Swap every "rear door window" in the entries below for "back door window" and write the lines out again with nothing else altered. Omit the pictures.

"""

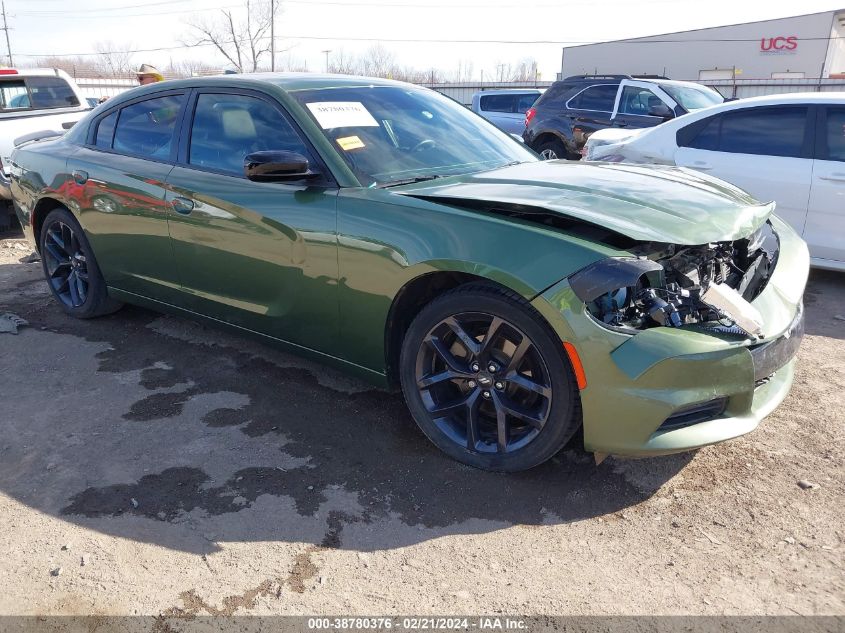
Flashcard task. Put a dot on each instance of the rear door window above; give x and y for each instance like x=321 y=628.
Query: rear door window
x=776 y=131
x=105 y=131
x=834 y=137
x=598 y=98
x=768 y=131
x=147 y=128
x=524 y=102
x=638 y=101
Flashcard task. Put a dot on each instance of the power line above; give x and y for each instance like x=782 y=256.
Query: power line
x=6 y=29
x=432 y=41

"""

▸ Reply:
Flashcard task. Put a dot on each instance of the back door window above; give x and y for each instance like x=321 y=628.
Query: back door window
x=776 y=131
x=105 y=131
x=834 y=137
x=598 y=98
x=768 y=131
x=147 y=128
x=524 y=102
x=638 y=101
Flashcard task. Put a dot on each instance of the power line above; give x and y for each instance like x=782 y=256.
Query: power line
x=6 y=29
x=432 y=41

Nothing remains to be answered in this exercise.